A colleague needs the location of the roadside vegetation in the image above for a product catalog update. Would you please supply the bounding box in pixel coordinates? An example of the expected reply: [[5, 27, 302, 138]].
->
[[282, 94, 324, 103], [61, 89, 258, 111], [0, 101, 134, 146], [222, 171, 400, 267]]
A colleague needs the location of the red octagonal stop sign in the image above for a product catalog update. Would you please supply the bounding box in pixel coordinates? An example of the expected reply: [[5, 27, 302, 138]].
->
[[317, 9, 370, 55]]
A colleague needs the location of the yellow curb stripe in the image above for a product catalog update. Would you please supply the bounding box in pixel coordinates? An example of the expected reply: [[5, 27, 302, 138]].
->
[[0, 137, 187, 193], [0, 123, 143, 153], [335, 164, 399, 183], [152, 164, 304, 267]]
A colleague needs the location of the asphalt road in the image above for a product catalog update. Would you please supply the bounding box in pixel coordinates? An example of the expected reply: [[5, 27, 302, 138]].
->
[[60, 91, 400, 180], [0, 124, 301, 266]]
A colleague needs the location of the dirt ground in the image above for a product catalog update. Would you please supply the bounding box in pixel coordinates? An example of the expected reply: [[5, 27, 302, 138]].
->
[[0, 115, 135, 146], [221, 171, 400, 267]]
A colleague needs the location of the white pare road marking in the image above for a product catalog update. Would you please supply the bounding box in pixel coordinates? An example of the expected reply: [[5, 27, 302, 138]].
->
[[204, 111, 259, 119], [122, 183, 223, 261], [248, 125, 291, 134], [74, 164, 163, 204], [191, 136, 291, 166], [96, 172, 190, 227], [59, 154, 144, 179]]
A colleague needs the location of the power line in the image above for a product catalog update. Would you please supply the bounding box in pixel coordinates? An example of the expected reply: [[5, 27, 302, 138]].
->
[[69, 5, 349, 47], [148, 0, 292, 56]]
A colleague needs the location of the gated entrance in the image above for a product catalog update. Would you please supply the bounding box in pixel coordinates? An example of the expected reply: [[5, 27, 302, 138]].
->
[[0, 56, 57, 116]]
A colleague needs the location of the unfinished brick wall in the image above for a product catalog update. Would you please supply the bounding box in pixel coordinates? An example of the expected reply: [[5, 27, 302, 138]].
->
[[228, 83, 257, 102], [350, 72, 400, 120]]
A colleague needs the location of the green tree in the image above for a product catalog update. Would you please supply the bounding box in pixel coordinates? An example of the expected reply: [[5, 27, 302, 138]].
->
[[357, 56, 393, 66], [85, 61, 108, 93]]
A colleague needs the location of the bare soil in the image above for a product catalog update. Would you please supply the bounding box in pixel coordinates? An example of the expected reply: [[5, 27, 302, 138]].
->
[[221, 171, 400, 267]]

→ **WHAT IS NEEDED**
All of the entries must be quoted exactly; please include each one.

→ **ANSWER SECTION**
A colleague needs the location of the roadside vegetation in the image above for a product catalog update. Would you please supply the bounding box in pixel coordinates? An example of the expected reply: [[5, 27, 302, 138]].
->
[[282, 94, 324, 103], [61, 89, 258, 111], [0, 101, 134, 146], [222, 171, 400, 267]]
A colleague needs the location of the red octagonal stop sign in the image above for a product catalog update. Would you please supply the bounding box in pixel coordinates? An example of the expected reply: [[5, 27, 302, 138]].
->
[[317, 9, 370, 55]]
A colleague needs the location of the yellow curb stripe in the image above for a product catalog update. Would you please supply the bounding box in pixel coordinates? An example of the expected reply: [[5, 27, 302, 138]].
->
[[0, 137, 187, 193], [0, 123, 143, 153], [335, 164, 399, 183], [152, 164, 304, 267]]
A colleague needs the location of the asphalt road in the image above for a product catalog update. Would you please supply the bounding box in pixel coordinates? An example of the expected reply: [[5, 27, 302, 138]].
->
[[60, 91, 400, 180], [0, 124, 301, 266]]
A colleague needs the location of the dirt ground in the image above for a product catalog update. Would you please supply the bounding box in pixel coordinates? An example of the expected reply: [[5, 27, 302, 138]].
->
[[0, 115, 135, 146], [221, 171, 400, 267]]
A colleague needs the location of the white pare road marking in the image above for a product catalog update. Would you please supply the bounding box in pixel coordinates? An example of the expected reply: [[5, 27, 302, 138]].
->
[[204, 111, 259, 119], [122, 183, 223, 261], [248, 125, 291, 134], [74, 164, 163, 204], [191, 136, 291, 166], [96, 172, 190, 227], [59, 154, 144, 179]]
A colleague needs the location of the power line in the image above for a product catalog update. Would you please supply the bounding box in pixel coordinates? An example of the expected reply: [[5, 27, 302, 138]].
->
[[69, 5, 349, 47], [148, 0, 292, 56]]
A colleague needs the location of the gated entrance in the image above for a product catalog update. Would you please supply the bounding box in pixel coordinates? An example of the expected reply: [[5, 27, 302, 138]].
->
[[0, 56, 57, 116]]
A colleague needs the location of the unfinished brick wall in the image above for a product catalog update. Would you please supply the bounding box in pixel coordinates? An example of the expected reply: [[5, 27, 302, 138]].
->
[[228, 83, 257, 102], [350, 72, 400, 120]]
A colleague needs the location of the green tree in the image above for a product catalog update. Would you please supply the bounding box in pixel coordinates? An example of the expected reply: [[5, 27, 302, 138]].
->
[[357, 56, 393, 66], [85, 61, 108, 93]]
A colleague needs the location of the bare soil in the image above for a product catalog update. Would you please supply the bounding box in pixel coordinates? An example of the expected reply: [[5, 27, 302, 138]].
->
[[221, 171, 400, 267]]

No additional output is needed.